[[ EXTRACT PROVIDED, beginning ]]

Bone then asked the Board to clarify what they mean by “hate, intolerance and violence.”
“Well, there’s a pretty easy definition of hate speech,” Vessa responded. “So that’s not really too hard.”
“OK, can you tell me?” Bone said.
Vessa read two definitions of hate speech, which she said she already sent to Trustee Danielle Weston who was absent from the Jan. 20 meeting due to illness.
Hate speech, Vessa said, is defined as “abusive or threatening speech or writing that expresses prejudice against a particular group, especially on the basis of race, religion or sexual orientation” and “any form of expression through which speakers intend o vilify, humiliate or incite hatred against a group or class of persons.”
Bone tried interrupting Vessa during the second definition, and then thanked her for the clarification.
“So I just want to understand this because last week we had public comment where there was definitely some of that kind of speech used against people,” Bone said. “I’m just wondering what this means. Does this resolution mean that we are going to kind of cut those people off?”
Clearly, Bone was not listening to Harrison’s previous statements, explaining the difference between a policy and a resolution.
“No, I just don’t like it,” Vessa responded to Bone. “I can’t stop people from making posts or saying things in public comment … I can’t stop them, but I can tell people I don’t like it. I condemn it. Stop. This is not good for our District. It’s not good for our state. It’s not good for our nation. It’s not good for humanity.”
Harrison, again, reiterates the difference between a policy and a resolution, and asked for recommendations on how to proceed with amending the resolution’s language.
It is explained to the Board that Bone, who asked to strike paragraph 7, would have to first make her amended motion. So, Bone made a motion to approve the resolution, amending it to strike paragraph 7 and amend the language.
With no second, the motion failed.
Then Vessa made a motion to approve the resolution, with only the amended language, which passed 5-1.
Crazies on Committees
During the public comment portion of the Jan. 20 meeting, Leslie Winters, a member of the Round Rock ISD Student Health Advisory Council (SHAC), proudly proclaims she is the Chair of the Williamson County Chapter of Moms For Liberty, a far-right Conservative nonprofit that claims to advocate for “parental rights.”

[[ EXTRACT PROVIDED, end ]]
[[ SUPPLIED DATA, beginning ]]

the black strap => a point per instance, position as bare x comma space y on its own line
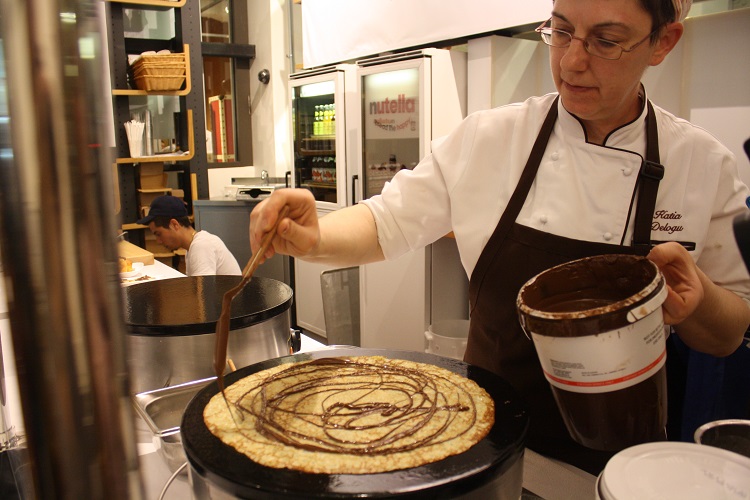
648, 185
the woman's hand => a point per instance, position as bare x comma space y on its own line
297, 235
707, 317
684, 287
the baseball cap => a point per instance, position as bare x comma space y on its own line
167, 206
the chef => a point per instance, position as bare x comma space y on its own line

[[ SUPPLIED DATA, end ]]

— DESCRIPTION OF THE TASK —
Carry the report on the Round Rock ISD board meeting forward from its final sentence, the one introducing Leslie Winters.

— EXPECTED ANSWER —
In reality, the group advocates against Covid-19 mask and vaccine mandates as well as school curricula that mention LGBTQ+ rights, race, critical race theory or discrimination. The group also advocates for the banning of books, specifically those that address gender and/or sexuality issues.
Winters begins her comment complaining about a non-mandatory teacher training at a middle school in Round Rock ISD, that included what she called “disturbing” slides that said, “Do not tell parents.”
While she did not provide additional information about the slides, it is likely a safe bet the slides in question are related to students sharing their gender identity or sexual orientation, which they may be unable to do at home, with a teacher or educator they trust.
Thus, Winters’ comments reflect anti-LGBTQ+ ideologies, more than any concern for “transparency” or “parents’ rights.”
Not only did Winters proudly assert her position as the local Chair for Moms for Liberty, she made sure to read their mission statement.
“Our mission at Moms For Liberty is dedicated to fighting for the survival of America by unifying, educating and empowering our parents to defend our parent rights at all levels of government,” Winters said.
Another Round Rock ISD resident spoke later during public comment about Winters’ participation on the SHAC committee.
“Isn’t it sort of a conflict of interest for somebody who’s suing the District to serve on a committee, in regards to student health, especially given that said person is suing the District over a mask mandate?” Bob Kazamakis asked.